▸ **Cel ćwiczenia**
Przepisz wszystkie poniższe wpisy bez żadnych zmian, od pierwszego do ostatniego.

:: Wpisy ::

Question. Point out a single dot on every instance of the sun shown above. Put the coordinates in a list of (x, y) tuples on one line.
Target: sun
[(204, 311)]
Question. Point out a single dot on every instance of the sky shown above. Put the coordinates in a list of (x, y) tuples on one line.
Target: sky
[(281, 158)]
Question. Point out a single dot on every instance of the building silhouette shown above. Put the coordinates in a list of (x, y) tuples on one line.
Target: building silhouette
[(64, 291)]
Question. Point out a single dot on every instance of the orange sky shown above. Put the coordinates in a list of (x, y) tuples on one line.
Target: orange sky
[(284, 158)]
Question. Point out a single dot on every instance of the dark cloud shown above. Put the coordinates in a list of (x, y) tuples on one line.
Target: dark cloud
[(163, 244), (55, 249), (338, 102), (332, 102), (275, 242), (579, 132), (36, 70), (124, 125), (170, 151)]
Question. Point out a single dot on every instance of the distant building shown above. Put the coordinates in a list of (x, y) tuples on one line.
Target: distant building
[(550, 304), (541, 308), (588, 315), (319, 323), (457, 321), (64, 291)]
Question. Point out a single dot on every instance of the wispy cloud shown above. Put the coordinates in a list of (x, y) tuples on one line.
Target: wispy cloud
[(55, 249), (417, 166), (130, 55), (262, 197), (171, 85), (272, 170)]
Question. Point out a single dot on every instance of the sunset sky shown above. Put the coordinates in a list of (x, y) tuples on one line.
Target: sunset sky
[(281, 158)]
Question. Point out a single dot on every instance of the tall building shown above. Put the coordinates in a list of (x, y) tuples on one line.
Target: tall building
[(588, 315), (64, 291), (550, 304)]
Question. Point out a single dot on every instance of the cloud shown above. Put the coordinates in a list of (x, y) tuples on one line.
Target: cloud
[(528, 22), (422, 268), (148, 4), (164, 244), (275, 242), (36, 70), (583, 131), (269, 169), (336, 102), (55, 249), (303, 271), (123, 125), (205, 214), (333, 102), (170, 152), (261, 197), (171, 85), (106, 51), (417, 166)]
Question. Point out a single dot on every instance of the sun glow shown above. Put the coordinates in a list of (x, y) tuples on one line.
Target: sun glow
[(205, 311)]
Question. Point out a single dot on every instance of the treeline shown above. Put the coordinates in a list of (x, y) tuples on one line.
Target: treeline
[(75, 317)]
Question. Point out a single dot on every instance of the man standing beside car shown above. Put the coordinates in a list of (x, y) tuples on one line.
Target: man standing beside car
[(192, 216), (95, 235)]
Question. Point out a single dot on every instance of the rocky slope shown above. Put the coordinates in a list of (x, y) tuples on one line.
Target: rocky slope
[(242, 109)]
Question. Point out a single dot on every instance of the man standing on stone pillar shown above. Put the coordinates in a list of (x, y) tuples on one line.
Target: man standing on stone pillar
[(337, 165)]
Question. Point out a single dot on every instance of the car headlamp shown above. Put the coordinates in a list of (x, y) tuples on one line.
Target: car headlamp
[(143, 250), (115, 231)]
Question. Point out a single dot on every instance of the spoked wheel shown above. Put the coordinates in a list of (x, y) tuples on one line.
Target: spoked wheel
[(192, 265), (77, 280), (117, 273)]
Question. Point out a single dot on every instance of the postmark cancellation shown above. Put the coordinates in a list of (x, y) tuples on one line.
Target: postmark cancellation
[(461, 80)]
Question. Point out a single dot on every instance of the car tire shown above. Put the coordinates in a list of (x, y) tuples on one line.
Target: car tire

:::

▸ **Rozwiązanie**
Question. Point out a single dot on every instance of the sun shown above. Put the coordinates in a list of (x, y) tuples on one line.
Target: sun
[(204, 311)]
Question. Point out a single dot on every instance of the sky shown above. Put the coordinates in a list of (x, y) tuples on one line.
Target: sky
[(281, 158)]
Question. Point out a single dot on every instance of the building silhouette shown above. Put the coordinates in a list of (x, y) tuples on one line.
Target: building silhouette
[(64, 291)]
Question. Point out a single dot on every instance of the orange sky shown above. Put the coordinates in a list of (x, y) tuples on one line.
Target: orange sky
[(284, 158)]
Question. Point out a single dot on every instance of the dark cloud shown above. Put the coordinates in a list of (x, y) tuples on one line.
Target: dark cloud
[(163, 244), (55, 249), (338, 102), (332, 102), (275, 242), (579, 132), (36, 70), (124, 125), (170, 151)]
Question. Point out a single dot on every instance of the distant building shown above. Put the coordinates in a list of (x, y) tuples on one line.
Target: distant building
[(550, 304), (541, 308), (588, 315), (319, 323), (457, 321), (64, 291)]
Question. Point out a single dot on every instance of the wispy cloud shown above. Put the coordinates in a list of (x, y) tuples on one line.
Target: wispy cloud
[(55, 249), (417, 166), (130, 55), (262, 197), (171, 85), (272, 170)]
Question. Point out a single dot on every instance of the sunset sky shown above. Put the coordinates in a list of (x, y) tuples on one line.
Target: sunset sky
[(281, 158)]
Question. Point out a single dot on every instance of the tall building shown above. Put the coordinates in a list of (x, y) tuples on one line.
Target: tall building
[(588, 315), (64, 291), (550, 304)]
Question. Point out a single dot on every instance of the cloud shown above. Put the coordinates in a list of (x, y) tuples on one line.
Target: cloud
[(528, 22), (422, 268), (148, 4), (164, 244), (275, 242), (36, 70), (583, 131), (269, 169), (336, 102), (55, 249), (303, 271), (123, 125), (205, 214), (333, 102), (170, 152), (261, 197), (171, 85), (106, 51), (417, 166)]
Question. Point out a single dot on every instance of the sun glow shown above. Put the coordinates in a list of (x, y) tuples on one line.
Target: sun glow
[(205, 311)]
Question. Point out a single dot on every instance of the treeline shown above. Put the coordinates in a list of (x, y) tuples on one line.
Target: treeline
[(75, 317)]
Question. Point out a single dot on every instance of the man standing beside car shown above. Put the coordinates in a list of (x, y) tuples on one line.
Target: man standing beside car
[(192, 216), (95, 235)]
Question. Point out a single dot on every instance of the rocky slope shown above. Put the coordinates in a list of (x, y) tuples on one line.
Target: rocky slope
[(242, 109)]
Question. Point out a single dot on every instance of the man standing on stone pillar shown above. Put the coordinates in a list of (x, y) tuples on one line.
Target: man standing on stone pillar
[(337, 165)]
Question. Point out a single dot on every instance of the car headlamp shown above. Put the coordinates in a list of (x, y) tuples on one line.
Target: car headlamp
[(143, 250), (115, 231)]
Question. Point out a single dot on every instance of the spoked wheel shown above. Put the coordinates in a list of (x, y) tuples on one line.
Target: spoked wheel
[(192, 265), (77, 280), (117, 273)]
Question. Point out a single dot on every instance of the postmark cancellation shown above. Put the coordinates in a list of (x, y) tuples on one line.
Target: postmark cancellation
[(461, 80)]
Question. Point out a single dot on every instance of the car tire shown above. Put the coordinates in a list of (x, y) tuples on one line.
Target: car tire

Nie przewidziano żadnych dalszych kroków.